AIM OF THE TASK. Copy each line in the data that includes the word "blanket".

EXERCISE INPUT.
-----
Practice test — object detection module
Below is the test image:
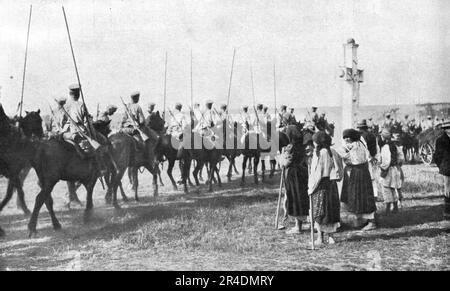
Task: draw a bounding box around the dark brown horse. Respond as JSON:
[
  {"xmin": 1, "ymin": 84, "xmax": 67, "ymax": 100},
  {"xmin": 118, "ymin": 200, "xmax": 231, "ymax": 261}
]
[
  {"xmin": 0, "ymin": 110, "xmax": 44, "ymax": 216},
  {"xmin": 105, "ymin": 125, "xmax": 160, "ymax": 207},
  {"xmin": 26, "ymin": 122, "xmax": 113, "ymax": 236}
]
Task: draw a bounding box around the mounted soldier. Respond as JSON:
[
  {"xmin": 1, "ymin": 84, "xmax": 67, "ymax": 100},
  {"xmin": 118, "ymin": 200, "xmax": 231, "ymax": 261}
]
[
  {"xmin": 277, "ymin": 105, "xmax": 295, "ymax": 132},
  {"xmin": 61, "ymin": 83, "xmax": 107, "ymax": 174},
  {"xmin": 120, "ymin": 91, "xmax": 146, "ymax": 146},
  {"xmin": 289, "ymin": 107, "xmax": 297, "ymax": 123},
  {"xmin": 254, "ymin": 103, "xmax": 265, "ymax": 134},
  {"xmin": 168, "ymin": 102, "xmax": 188, "ymax": 140},
  {"xmin": 47, "ymin": 97, "xmax": 68, "ymax": 137},
  {"xmin": 240, "ymin": 105, "xmax": 253, "ymax": 134}
]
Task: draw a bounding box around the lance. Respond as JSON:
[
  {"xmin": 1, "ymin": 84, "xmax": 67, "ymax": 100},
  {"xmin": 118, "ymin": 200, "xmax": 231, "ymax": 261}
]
[
  {"xmin": 96, "ymin": 103, "xmax": 100, "ymax": 120},
  {"xmin": 273, "ymin": 62, "xmax": 277, "ymax": 117},
  {"xmin": 62, "ymin": 6, "xmax": 93, "ymax": 138},
  {"xmin": 225, "ymin": 48, "xmax": 236, "ymax": 120},
  {"xmin": 19, "ymin": 5, "xmax": 33, "ymax": 119},
  {"xmin": 275, "ymin": 167, "xmax": 285, "ymax": 229},
  {"xmin": 190, "ymin": 49, "xmax": 193, "ymax": 109},
  {"xmin": 250, "ymin": 65, "xmax": 260, "ymax": 126},
  {"xmin": 163, "ymin": 51, "xmax": 168, "ymax": 122}
]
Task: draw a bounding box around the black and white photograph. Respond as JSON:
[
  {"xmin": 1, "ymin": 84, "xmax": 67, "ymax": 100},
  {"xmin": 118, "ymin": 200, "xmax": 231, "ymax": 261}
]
[{"xmin": 0, "ymin": 0, "xmax": 449, "ymax": 273}]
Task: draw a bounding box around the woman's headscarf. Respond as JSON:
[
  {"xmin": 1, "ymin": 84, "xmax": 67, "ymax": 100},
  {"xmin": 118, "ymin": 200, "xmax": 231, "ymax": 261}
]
[{"xmin": 342, "ymin": 128, "xmax": 361, "ymax": 142}]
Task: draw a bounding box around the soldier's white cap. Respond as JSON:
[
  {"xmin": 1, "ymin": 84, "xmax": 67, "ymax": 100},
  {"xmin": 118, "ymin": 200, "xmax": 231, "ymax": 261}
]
[
  {"xmin": 148, "ymin": 102, "xmax": 156, "ymax": 108},
  {"xmin": 56, "ymin": 97, "xmax": 67, "ymax": 104},
  {"xmin": 68, "ymin": 83, "xmax": 80, "ymax": 91},
  {"xmin": 131, "ymin": 91, "xmax": 140, "ymax": 99}
]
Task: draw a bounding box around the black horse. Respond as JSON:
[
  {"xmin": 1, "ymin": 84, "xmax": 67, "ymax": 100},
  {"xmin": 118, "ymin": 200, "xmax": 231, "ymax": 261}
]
[
  {"xmin": 0, "ymin": 110, "xmax": 44, "ymax": 216},
  {"xmin": 0, "ymin": 108, "xmax": 44, "ymax": 237}
]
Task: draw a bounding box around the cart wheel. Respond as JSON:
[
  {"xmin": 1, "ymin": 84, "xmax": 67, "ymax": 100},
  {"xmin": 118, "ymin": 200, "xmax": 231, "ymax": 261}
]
[{"xmin": 420, "ymin": 143, "xmax": 433, "ymax": 165}]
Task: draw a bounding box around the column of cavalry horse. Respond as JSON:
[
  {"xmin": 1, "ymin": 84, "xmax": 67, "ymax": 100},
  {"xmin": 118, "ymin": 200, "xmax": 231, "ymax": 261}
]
[{"xmin": 0, "ymin": 103, "xmax": 161, "ymax": 237}]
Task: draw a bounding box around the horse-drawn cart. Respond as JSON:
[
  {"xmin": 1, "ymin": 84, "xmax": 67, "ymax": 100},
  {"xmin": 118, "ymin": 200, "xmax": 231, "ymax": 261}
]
[{"xmin": 417, "ymin": 127, "xmax": 444, "ymax": 165}]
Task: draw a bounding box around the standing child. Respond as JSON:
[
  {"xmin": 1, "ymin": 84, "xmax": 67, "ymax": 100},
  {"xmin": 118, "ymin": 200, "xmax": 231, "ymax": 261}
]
[{"xmin": 379, "ymin": 130, "xmax": 404, "ymax": 214}]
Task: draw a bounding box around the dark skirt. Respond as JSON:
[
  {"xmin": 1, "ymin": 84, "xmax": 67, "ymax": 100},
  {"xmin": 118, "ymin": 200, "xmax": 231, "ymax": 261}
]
[
  {"xmin": 341, "ymin": 163, "xmax": 377, "ymax": 214},
  {"xmin": 284, "ymin": 165, "xmax": 309, "ymax": 217},
  {"xmin": 311, "ymin": 177, "xmax": 341, "ymax": 225}
]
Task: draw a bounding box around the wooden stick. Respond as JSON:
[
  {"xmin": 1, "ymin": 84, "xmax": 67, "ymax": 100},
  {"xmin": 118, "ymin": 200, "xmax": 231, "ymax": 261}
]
[
  {"xmin": 275, "ymin": 167, "xmax": 285, "ymax": 229},
  {"xmin": 273, "ymin": 62, "xmax": 277, "ymax": 117},
  {"xmin": 190, "ymin": 49, "xmax": 193, "ymax": 108},
  {"xmin": 62, "ymin": 6, "xmax": 93, "ymax": 137},
  {"xmin": 309, "ymin": 194, "xmax": 315, "ymax": 250},
  {"xmin": 163, "ymin": 51, "xmax": 168, "ymax": 122},
  {"xmin": 19, "ymin": 5, "xmax": 33, "ymax": 118},
  {"xmin": 225, "ymin": 48, "xmax": 236, "ymax": 119}
]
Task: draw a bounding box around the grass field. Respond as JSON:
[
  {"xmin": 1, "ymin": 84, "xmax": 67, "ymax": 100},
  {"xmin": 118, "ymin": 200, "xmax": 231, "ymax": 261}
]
[{"xmin": 0, "ymin": 162, "xmax": 448, "ymax": 271}]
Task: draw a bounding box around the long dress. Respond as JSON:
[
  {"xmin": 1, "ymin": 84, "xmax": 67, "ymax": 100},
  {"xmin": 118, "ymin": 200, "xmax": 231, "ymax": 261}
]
[
  {"xmin": 281, "ymin": 142, "xmax": 309, "ymax": 219},
  {"xmin": 340, "ymin": 140, "xmax": 377, "ymax": 218},
  {"xmin": 308, "ymin": 148, "xmax": 341, "ymax": 233}
]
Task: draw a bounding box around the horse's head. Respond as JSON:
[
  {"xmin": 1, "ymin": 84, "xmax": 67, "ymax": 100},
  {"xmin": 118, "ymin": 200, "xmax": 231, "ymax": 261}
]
[
  {"xmin": 148, "ymin": 111, "xmax": 165, "ymax": 133},
  {"xmin": 20, "ymin": 110, "xmax": 44, "ymax": 139}
]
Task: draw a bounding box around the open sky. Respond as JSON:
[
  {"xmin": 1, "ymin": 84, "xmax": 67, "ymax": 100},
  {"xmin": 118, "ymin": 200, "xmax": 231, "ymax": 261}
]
[{"xmin": 0, "ymin": 0, "xmax": 449, "ymax": 114}]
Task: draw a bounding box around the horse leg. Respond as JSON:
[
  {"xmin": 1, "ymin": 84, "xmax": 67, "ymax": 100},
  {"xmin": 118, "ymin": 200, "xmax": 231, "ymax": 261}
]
[
  {"xmin": 193, "ymin": 161, "xmax": 202, "ymax": 186},
  {"xmin": 44, "ymin": 196, "xmax": 61, "ymax": 231},
  {"xmin": 119, "ymin": 181, "xmax": 129, "ymax": 202},
  {"xmin": 261, "ymin": 159, "xmax": 266, "ymax": 183},
  {"xmin": 269, "ymin": 159, "xmax": 276, "ymax": 178},
  {"xmin": 0, "ymin": 226, "xmax": 4, "ymax": 238},
  {"xmin": 131, "ymin": 167, "xmax": 140, "ymax": 202},
  {"xmin": 210, "ymin": 163, "xmax": 218, "ymax": 184},
  {"xmin": 83, "ymin": 178, "xmax": 97, "ymax": 222},
  {"xmin": 215, "ymin": 164, "xmax": 222, "ymax": 188},
  {"xmin": 254, "ymin": 155, "xmax": 260, "ymax": 184},
  {"xmin": 152, "ymin": 168, "xmax": 159, "ymax": 198},
  {"xmin": 16, "ymin": 166, "xmax": 30, "ymax": 213},
  {"xmin": 241, "ymin": 156, "xmax": 248, "ymax": 186},
  {"xmin": 15, "ymin": 182, "xmax": 30, "ymax": 216},
  {"xmin": 207, "ymin": 162, "xmax": 215, "ymax": 193},
  {"xmin": 227, "ymin": 157, "xmax": 233, "ymax": 182},
  {"xmin": 66, "ymin": 181, "xmax": 83, "ymax": 208},
  {"xmin": 182, "ymin": 158, "xmax": 191, "ymax": 194},
  {"xmin": 248, "ymin": 157, "xmax": 253, "ymax": 175},
  {"xmin": 28, "ymin": 181, "xmax": 56, "ymax": 237},
  {"xmin": 167, "ymin": 158, "xmax": 178, "ymax": 190}
]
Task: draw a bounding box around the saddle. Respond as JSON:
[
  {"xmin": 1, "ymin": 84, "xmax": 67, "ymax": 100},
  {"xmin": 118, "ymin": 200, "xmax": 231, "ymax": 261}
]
[{"xmin": 53, "ymin": 135, "xmax": 95, "ymax": 160}]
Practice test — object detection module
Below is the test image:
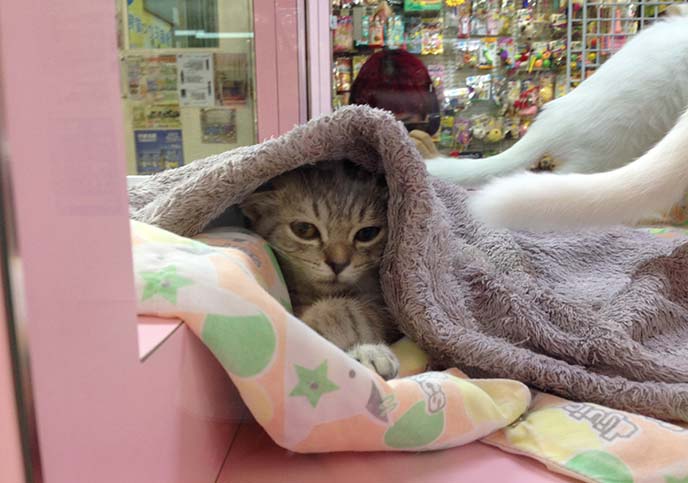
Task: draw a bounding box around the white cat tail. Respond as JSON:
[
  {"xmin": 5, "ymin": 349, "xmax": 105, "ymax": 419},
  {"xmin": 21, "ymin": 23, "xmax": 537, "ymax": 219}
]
[
  {"xmin": 469, "ymin": 109, "xmax": 688, "ymax": 230},
  {"xmin": 425, "ymin": 127, "xmax": 550, "ymax": 187}
]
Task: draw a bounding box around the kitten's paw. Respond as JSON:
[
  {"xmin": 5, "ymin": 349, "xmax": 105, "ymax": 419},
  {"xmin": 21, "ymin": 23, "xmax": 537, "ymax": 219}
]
[{"xmin": 348, "ymin": 344, "xmax": 400, "ymax": 380}]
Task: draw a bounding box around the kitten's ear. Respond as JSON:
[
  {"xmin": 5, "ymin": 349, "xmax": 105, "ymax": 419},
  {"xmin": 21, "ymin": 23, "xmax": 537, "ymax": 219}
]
[{"xmin": 239, "ymin": 187, "xmax": 277, "ymax": 224}]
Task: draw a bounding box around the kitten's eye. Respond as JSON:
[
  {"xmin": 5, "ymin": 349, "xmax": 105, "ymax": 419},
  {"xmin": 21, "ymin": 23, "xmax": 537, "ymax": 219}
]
[
  {"xmin": 290, "ymin": 222, "xmax": 320, "ymax": 240},
  {"xmin": 354, "ymin": 226, "xmax": 381, "ymax": 242}
]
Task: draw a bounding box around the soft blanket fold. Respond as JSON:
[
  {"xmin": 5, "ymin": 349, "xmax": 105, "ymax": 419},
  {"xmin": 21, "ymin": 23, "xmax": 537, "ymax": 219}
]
[{"xmin": 129, "ymin": 105, "xmax": 688, "ymax": 421}]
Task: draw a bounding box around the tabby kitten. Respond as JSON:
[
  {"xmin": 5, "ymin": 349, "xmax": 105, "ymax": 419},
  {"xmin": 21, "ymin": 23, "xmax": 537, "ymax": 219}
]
[{"xmin": 240, "ymin": 160, "xmax": 400, "ymax": 379}]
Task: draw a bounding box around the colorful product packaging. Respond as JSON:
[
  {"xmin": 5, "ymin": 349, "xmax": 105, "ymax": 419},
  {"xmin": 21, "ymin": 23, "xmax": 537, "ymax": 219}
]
[
  {"xmin": 404, "ymin": 0, "xmax": 443, "ymax": 11},
  {"xmin": 334, "ymin": 57, "xmax": 353, "ymax": 93},
  {"xmin": 333, "ymin": 16, "xmax": 354, "ymax": 52},
  {"xmin": 352, "ymin": 55, "xmax": 370, "ymax": 81},
  {"xmin": 386, "ymin": 15, "xmax": 405, "ymax": 49},
  {"xmin": 421, "ymin": 18, "xmax": 444, "ymax": 55},
  {"xmin": 478, "ymin": 37, "xmax": 498, "ymax": 69}
]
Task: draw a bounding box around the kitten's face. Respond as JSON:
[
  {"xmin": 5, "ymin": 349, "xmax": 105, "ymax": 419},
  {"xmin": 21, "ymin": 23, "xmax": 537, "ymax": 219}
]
[{"xmin": 240, "ymin": 161, "xmax": 388, "ymax": 294}]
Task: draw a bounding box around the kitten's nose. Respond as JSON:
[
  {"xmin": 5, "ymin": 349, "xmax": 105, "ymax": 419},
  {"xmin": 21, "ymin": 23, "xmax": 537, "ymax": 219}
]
[
  {"xmin": 325, "ymin": 243, "xmax": 352, "ymax": 275},
  {"xmin": 326, "ymin": 260, "xmax": 350, "ymax": 275}
]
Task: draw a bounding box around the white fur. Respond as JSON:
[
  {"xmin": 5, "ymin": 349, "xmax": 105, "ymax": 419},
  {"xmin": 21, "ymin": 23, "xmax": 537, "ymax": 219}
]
[
  {"xmin": 426, "ymin": 18, "xmax": 688, "ymax": 187},
  {"xmin": 470, "ymin": 108, "xmax": 688, "ymax": 230}
]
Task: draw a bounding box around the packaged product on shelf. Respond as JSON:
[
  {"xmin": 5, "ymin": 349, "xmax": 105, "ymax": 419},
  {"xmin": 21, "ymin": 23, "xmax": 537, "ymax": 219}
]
[
  {"xmin": 369, "ymin": 16, "xmax": 385, "ymax": 46},
  {"xmin": 334, "ymin": 57, "xmax": 353, "ymax": 93},
  {"xmin": 444, "ymin": 6, "xmax": 459, "ymax": 29},
  {"xmin": 548, "ymin": 39, "xmax": 567, "ymax": 68},
  {"xmin": 455, "ymin": 40, "xmax": 468, "ymax": 68},
  {"xmin": 486, "ymin": 9, "xmax": 501, "ymax": 35},
  {"xmin": 515, "ymin": 8, "xmax": 534, "ymax": 39},
  {"xmin": 527, "ymin": 41, "xmax": 550, "ymax": 72},
  {"xmin": 360, "ymin": 14, "xmax": 371, "ymax": 46},
  {"xmin": 454, "ymin": 117, "xmax": 472, "ymax": 150},
  {"xmin": 504, "ymin": 115, "xmax": 520, "ymax": 140},
  {"xmin": 457, "ymin": 39, "xmax": 481, "ymax": 68},
  {"xmin": 538, "ymin": 73, "xmax": 555, "ymax": 105},
  {"xmin": 458, "ymin": 4, "xmax": 471, "ymax": 37},
  {"xmin": 472, "ymin": 0, "xmax": 488, "ymax": 16},
  {"xmin": 478, "ymin": 37, "xmax": 498, "ymax": 70},
  {"xmin": 404, "ymin": 0, "xmax": 442, "ymax": 12},
  {"xmin": 490, "ymin": 73, "xmax": 507, "ymax": 111},
  {"xmin": 484, "ymin": 117, "xmax": 505, "ymax": 143},
  {"xmin": 406, "ymin": 17, "xmax": 423, "ymax": 53},
  {"xmin": 386, "ymin": 15, "xmax": 405, "ymax": 48},
  {"xmin": 352, "ymin": 55, "xmax": 370, "ymax": 80},
  {"xmin": 333, "ymin": 16, "xmax": 354, "ymax": 52},
  {"xmin": 470, "ymin": 15, "xmax": 487, "ymax": 36},
  {"xmin": 497, "ymin": 37, "xmax": 515, "ymax": 67},
  {"xmin": 498, "ymin": 2, "xmax": 514, "ymax": 36},
  {"xmin": 421, "ymin": 18, "xmax": 444, "ymax": 55},
  {"xmin": 550, "ymin": 13, "xmax": 567, "ymax": 37},
  {"xmin": 554, "ymin": 74, "xmax": 567, "ymax": 99},
  {"xmin": 444, "ymin": 86, "xmax": 471, "ymax": 110},
  {"xmin": 466, "ymin": 74, "xmax": 491, "ymax": 101},
  {"xmin": 505, "ymin": 79, "xmax": 521, "ymax": 112},
  {"xmin": 470, "ymin": 0, "xmax": 489, "ymax": 34},
  {"xmin": 439, "ymin": 113, "xmax": 456, "ymax": 148},
  {"xmin": 427, "ymin": 64, "xmax": 446, "ymax": 101},
  {"xmin": 470, "ymin": 113, "xmax": 490, "ymax": 140},
  {"xmin": 352, "ymin": 6, "xmax": 375, "ymax": 46},
  {"xmin": 514, "ymin": 80, "xmax": 539, "ymax": 117}
]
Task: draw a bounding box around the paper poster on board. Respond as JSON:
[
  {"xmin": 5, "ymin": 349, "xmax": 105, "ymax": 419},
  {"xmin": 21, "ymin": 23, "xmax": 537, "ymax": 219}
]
[
  {"xmin": 200, "ymin": 108, "xmax": 237, "ymax": 144},
  {"xmin": 214, "ymin": 53, "xmax": 249, "ymax": 105},
  {"xmin": 177, "ymin": 53, "xmax": 215, "ymax": 107},
  {"xmin": 134, "ymin": 129, "xmax": 184, "ymax": 174},
  {"xmin": 126, "ymin": 55, "xmax": 178, "ymax": 104},
  {"xmin": 132, "ymin": 103, "xmax": 181, "ymax": 129}
]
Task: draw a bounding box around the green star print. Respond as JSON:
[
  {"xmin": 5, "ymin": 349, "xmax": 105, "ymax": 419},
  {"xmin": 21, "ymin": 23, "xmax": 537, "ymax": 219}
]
[
  {"xmin": 140, "ymin": 265, "xmax": 193, "ymax": 304},
  {"xmin": 666, "ymin": 476, "xmax": 688, "ymax": 483},
  {"xmin": 289, "ymin": 360, "xmax": 339, "ymax": 408}
]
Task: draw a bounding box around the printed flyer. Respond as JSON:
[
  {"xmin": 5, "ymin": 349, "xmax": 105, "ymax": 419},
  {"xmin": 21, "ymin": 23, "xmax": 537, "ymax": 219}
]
[
  {"xmin": 132, "ymin": 103, "xmax": 181, "ymax": 129},
  {"xmin": 126, "ymin": 55, "xmax": 178, "ymax": 104},
  {"xmin": 134, "ymin": 129, "xmax": 184, "ymax": 174},
  {"xmin": 177, "ymin": 53, "xmax": 215, "ymax": 107},
  {"xmin": 200, "ymin": 108, "xmax": 237, "ymax": 144},
  {"xmin": 214, "ymin": 53, "xmax": 249, "ymax": 105}
]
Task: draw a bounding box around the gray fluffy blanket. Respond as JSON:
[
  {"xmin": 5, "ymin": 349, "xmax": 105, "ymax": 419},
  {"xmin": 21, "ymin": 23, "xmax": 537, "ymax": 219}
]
[{"xmin": 130, "ymin": 106, "xmax": 688, "ymax": 421}]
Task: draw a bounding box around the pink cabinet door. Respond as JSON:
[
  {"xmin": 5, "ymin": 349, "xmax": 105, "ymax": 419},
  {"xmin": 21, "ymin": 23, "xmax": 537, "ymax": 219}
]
[{"xmin": 0, "ymin": 0, "xmax": 304, "ymax": 481}]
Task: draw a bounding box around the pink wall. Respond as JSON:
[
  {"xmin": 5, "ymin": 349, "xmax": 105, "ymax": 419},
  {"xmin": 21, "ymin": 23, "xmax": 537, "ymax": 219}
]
[
  {"xmin": 0, "ymin": 1, "xmax": 258, "ymax": 481},
  {"xmin": 255, "ymin": 0, "xmax": 306, "ymax": 141},
  {"xmin": 306, "ymin": 0, "xmax": 333, "ymax": 118}
]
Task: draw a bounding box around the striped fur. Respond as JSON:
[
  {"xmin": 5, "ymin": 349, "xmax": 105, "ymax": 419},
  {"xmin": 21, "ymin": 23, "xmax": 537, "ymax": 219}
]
[{"xmin": 240, "ymin": 161, "xmax": 400, "ymax": 378}]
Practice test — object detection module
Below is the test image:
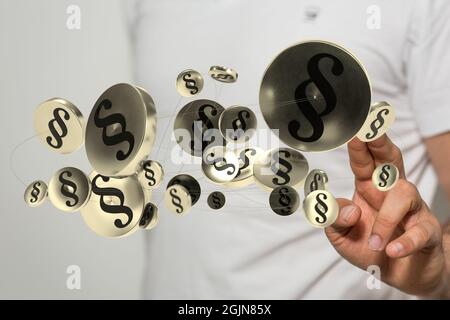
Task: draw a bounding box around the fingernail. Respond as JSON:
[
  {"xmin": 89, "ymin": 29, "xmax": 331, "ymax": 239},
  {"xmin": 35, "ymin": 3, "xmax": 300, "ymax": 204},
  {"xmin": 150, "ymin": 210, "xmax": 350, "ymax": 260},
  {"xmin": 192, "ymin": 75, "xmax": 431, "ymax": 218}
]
[
  {"xmin": 368, "ymin": 234, "xmax": 383, "ymax": 251},
  {"xmin": 392, "ymin": 242, "xmax": 404, "ymax": 255},
  {"xmin": 341, "ymin": 205, "xmax": 356, "ymax": 223}
]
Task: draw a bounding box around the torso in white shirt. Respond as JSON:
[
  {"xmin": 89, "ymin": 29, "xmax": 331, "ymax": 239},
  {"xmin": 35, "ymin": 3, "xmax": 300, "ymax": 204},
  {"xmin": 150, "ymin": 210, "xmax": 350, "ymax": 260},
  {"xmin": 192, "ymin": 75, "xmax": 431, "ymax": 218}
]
[{"xmin": 127, "ymin": 0, "xmax": 449, "ymax": 299}]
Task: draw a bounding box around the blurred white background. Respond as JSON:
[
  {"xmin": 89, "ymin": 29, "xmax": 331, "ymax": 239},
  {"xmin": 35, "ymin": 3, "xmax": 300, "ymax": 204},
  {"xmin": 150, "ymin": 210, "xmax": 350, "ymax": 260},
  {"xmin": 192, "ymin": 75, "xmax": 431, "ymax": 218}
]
[{"xmin": 0, "ymin": 0, "xmax": 448, "ymax": 299}]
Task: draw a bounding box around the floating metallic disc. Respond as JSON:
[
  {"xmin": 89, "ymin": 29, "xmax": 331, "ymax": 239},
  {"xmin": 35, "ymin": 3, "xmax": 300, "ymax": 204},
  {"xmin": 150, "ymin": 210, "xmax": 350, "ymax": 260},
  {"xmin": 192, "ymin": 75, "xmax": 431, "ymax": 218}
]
-----
ANSWER TO THE PROBLEM.
Task: draw a bounding box around the soft blanket fold. Respond as JSON:
Task: draw a bounding box around the gray fluffy blanket. Respond as JSON:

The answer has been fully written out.